(Dataset records)
= = = = = = =

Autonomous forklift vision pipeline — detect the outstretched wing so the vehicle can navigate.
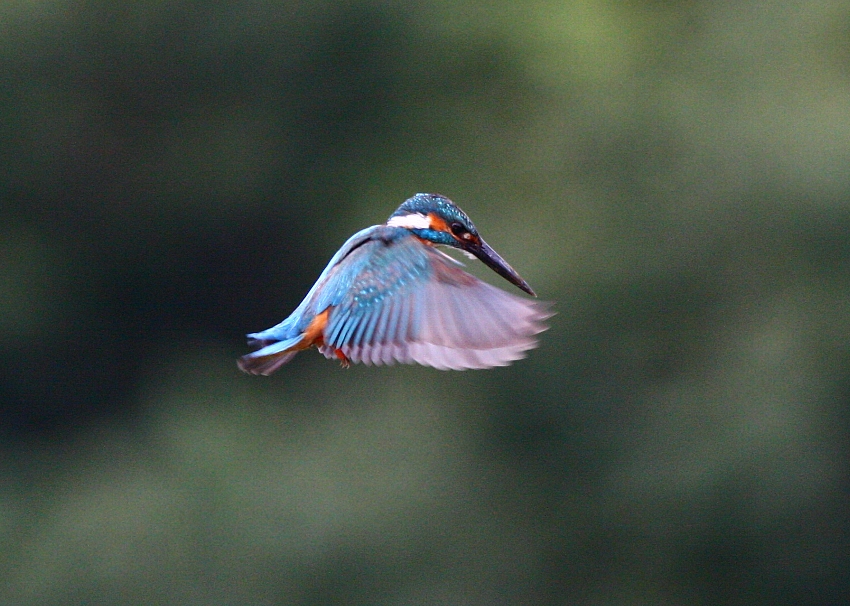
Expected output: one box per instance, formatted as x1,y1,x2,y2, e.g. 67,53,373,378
320,235,552,369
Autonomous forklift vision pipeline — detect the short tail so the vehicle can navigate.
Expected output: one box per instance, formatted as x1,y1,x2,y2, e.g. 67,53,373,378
236,335,302,375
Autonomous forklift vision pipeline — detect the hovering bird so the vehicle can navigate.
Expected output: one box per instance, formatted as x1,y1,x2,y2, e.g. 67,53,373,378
239,194,552,375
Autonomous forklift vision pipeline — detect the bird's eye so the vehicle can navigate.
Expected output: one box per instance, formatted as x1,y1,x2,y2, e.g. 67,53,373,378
449,223,472,240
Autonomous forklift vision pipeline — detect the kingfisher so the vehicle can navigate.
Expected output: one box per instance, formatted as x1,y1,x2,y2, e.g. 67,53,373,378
239,194,552,375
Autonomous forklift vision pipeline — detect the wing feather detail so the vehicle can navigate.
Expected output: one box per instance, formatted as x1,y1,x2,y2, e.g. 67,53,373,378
321,237,552,369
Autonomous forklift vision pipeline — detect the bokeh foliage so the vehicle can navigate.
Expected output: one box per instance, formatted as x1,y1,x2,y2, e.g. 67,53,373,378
0,0,850,605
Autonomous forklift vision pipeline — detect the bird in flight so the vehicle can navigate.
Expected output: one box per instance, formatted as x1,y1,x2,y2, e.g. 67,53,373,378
239,194,552,375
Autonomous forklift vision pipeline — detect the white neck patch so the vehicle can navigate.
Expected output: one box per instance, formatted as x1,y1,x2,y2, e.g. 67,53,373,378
387,213,431,229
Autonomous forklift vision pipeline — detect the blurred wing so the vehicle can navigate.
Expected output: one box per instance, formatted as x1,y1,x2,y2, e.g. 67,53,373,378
321,236,552,369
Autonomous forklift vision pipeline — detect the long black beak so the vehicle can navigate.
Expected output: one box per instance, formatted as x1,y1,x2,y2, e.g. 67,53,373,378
467,240,537,297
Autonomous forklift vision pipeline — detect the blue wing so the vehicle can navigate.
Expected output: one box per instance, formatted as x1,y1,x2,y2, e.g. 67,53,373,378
318,227,552,369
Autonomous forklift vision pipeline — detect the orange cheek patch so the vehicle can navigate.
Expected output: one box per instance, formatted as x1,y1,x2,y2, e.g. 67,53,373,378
428,213,451,233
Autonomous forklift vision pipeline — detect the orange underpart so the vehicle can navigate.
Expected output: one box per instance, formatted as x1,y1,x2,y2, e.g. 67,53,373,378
297,307,331,350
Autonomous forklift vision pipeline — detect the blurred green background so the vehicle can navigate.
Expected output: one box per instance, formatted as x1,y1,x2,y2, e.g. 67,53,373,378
0,0,850,605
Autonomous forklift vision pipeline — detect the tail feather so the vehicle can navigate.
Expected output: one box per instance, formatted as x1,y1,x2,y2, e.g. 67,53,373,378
237,335,301,375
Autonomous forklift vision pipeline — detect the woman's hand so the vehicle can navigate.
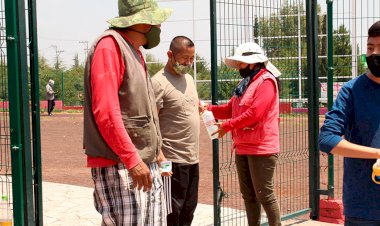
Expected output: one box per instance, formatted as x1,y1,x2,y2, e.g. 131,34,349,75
157,150,173,177
198,103,209,115
211,122,227,138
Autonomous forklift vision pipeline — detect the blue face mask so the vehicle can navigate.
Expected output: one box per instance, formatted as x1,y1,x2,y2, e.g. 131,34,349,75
366,54,380,78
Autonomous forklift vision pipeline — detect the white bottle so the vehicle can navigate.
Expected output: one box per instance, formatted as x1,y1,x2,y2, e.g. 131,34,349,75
200,101,218,140
0,195,13,226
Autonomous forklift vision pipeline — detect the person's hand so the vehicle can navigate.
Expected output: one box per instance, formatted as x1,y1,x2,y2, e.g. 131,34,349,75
198,103,209,114
130,161,152,192
211,122,227,138
160,169,173,177
157,150,173,177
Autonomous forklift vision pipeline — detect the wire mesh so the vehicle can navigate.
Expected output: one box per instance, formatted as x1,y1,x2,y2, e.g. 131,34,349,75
216,0,309,225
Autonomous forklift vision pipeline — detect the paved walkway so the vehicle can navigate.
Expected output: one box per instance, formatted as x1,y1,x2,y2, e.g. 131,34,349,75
43,182,337,226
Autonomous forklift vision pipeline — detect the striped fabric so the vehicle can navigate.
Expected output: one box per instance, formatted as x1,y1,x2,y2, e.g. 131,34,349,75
162,177,172,215
91,163,167,226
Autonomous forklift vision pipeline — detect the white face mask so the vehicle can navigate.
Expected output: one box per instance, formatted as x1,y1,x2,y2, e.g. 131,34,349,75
173,62,193,75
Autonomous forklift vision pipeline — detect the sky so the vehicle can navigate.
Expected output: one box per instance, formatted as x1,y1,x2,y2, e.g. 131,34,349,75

= = = = = = =

> _Stated problem_: Arrange the entries above as a numbered list, skipping blank lines and covering every entry. Leave the pictures out of your answer.

> _Written reply_:
1. Autonomous forklift vision pipeline — detect the outstretched wing so the vehicle can navigate.
2. Expected output: one box per instance, formatted as x1,y1,x2,y2, e.g. 67,53,373,378
3. 320,235,552,369
4. Autonomous forklift vision pipeline — detect the short tail so the vehicle can navigate.
5. Expected output: one box per instance, formatted as x1,y1,x2,y2, e.g. 67,53,373,378
6. 236,335,302,375
7. Autonomous forklift vision pipeline — detect the hovering bird so the vehicle can navigate.
8. Expected output: one box per instance, formatted as x1,y1,x2,y2, e.g. 67,53,373,378
9. 239,194,552,375
10. Autonomous forklift vision pipeline — detect the bird's eye so the vehicle can navigate.
11. Expected output: one box per instance, formatted as x1,y1,x2,y2, e.g. 67,53,373,378
12. 449,223,472,240
13. Autonomous forklift vision pipeline — detect the kingfisher so the vehicle can navigate.
14. Expected output: one box per instance, formatted as x1,y1,x2,y2, e.g. 67,53,373,378
15. 239,194,552,375
16. Autonomous forklift vision pipeline — detect the wing feather detail so the vehicle can navigate.
17. Expected output: one box per instance, formatted as x1,y1,x2,y2, e.g. 67,53,373,378
18. 321,237,552,369
19. Autonomous forklift vision pipeline — detect the bokeh foliage so the vehicle can navigate.
20. Expected output: one box per instance, formatted as x1,y1,x2,y2, e.g. 67,53,373,378
21. 0,0,850,605
22. Autonomous forklift vision pipeline — detect the bird in flight so the vehicle can navigate.
23. Expected output: one box per instance, formatted as x1,y1,x2,y2, e.g. 67,53,373,378
24. 239,194,552,375
25. Autonomous forklift vision pipeline — detect the white neck patch so the vehicle can navigate.
26. Expected output: one box per instance, formatted as x1,y1,x2,y2, e.g. 67,53,373,378
27. 387,213,431,229
28. Autonomous forklift vision pipeline — detect the blurred wing so the vehicle can navigate.
29. Expected output: one box per instance, formatted as x1,y1,x2,y2, e.g. 67,53,373,378
30. 321,236,552,369
31. Autonomous forklift vision pipeline — detect the long black beak so the vehicle can navigate.
32. Expected output: one box per instance, formatted as x1,y1,x2,y2, e.g. 67,53,373,378
33. 467,240,537,297
34. Autonomous forklift vision pipeline — detect the blue wing so the vehicle can navigate.
35. Expected output: one box per instance, formatted as x1,y1,x2,y2, e.g. 67,53,373,378
36. 318,227,552,369
37. Autonomous forklift vision pipeline — detect the orange cheek patch so the vehicle can navigate.
38. Expected output: one box per instance, formatted as x1,y1,x2,y2, e.g. 67,53,373,378
39. 428,213,451,233
40. Autonomous forklift vision pipeline — detect the orange underpart so the vehicle can navigate.
41. Expected output: one box per instance, formatted as x1,y1,x2,y2, e.g. 67,53,373,378
42. 297,307,331,350
43. Autonomous forklift vision pipeline — detect the blurred green background so the vehicle can navigate.
44. Expected output: one box per instance, formatted as x1,y1,x2,y2, e.g. 67,53,373,378
45. 0,0,850,605
46. Autonomous forklift vision pipeline — detect the tail feather so the vehicle can navigate.
47. Expected output: one box per instance, formatted as x1,y1,x2,y2, e.g. 67,53,373,378
48. 237,335,301,375
49. Autonomous forklift vision pipeline — detect the woman's hand so the vehicle can navigate.
50. Expected output: one box per instance, formatted as x1,y1,x2,y2, e.g. 131,34,349,75
51. 157,150,173,177
52. 198,103,209,115
53. 211,122,227,138
54. Autonomous forklift vision pipeline — detect the blue face mask so the vehicle can navigate.
55. Expected output: one box per instance, formatted as x1,y1,x2,y2, e.g. 131,34,349,75
56. 366,54,380,78
57. Autonomous forklift vision pipeline — detect the white bottle so the vehicle can navigate.
58. Expected output: one box per instance, formatted as x1,y1,x2,y2, e.g. 131,34,349,75
59. 200,101,218,140
60. 0,195,13,226
61. Autonomous forklift vision pipeline — detect the person's hand so the vehicle can navigate.
62. Expected output: one box per instance, formatted as x1,y1,x2,y2, e.g. 131,34,349,75
63. 198,103,209,114
64. 130,161,152,192
65. 211,122,227,138
66. 160,169,173,177
67. 157,150,173,177
68. Autonomous forklift vision pipeline — detect the wire mesh so the vehicle can navigate.
69. Expected output: one box per instance, formatted as x1,y1,x2,y2, e.g. 131,34,349,75
70. 216,0,309,225
71. Autonomous forklift vision pipeline — detect the paved walkway so the vehicle can navigate.
72. Expected output: one box per instance, formatted as x1,y1,x2,y2, e.g. 131,34,349,75
73. 43,182,337,226
74. Autonomous forklift vision pipeline — detect the striped fabric so the vehicle can navigate.
75. Expected output: one box per instance, formatted as x1,y1,x2,y2, e.g. 131,34,349,75
76. 162,177,172,215
77. 91,163,167,226
78. Autonomous forklift vision pipeline — detect the white face mask so the vehicle can navigate.
79. Expected output: one box per instance, formatted as x1,y1,x2,y2, e.g. 131,34,349,75
80. 173,62,193,75
81. Autonomous forklift vision pipeline — detect the sky so the vehicle can navigate.
82. Expected output: one box per instance, formatted as x1,y1,x2,y2, e.g. 131,34,349,75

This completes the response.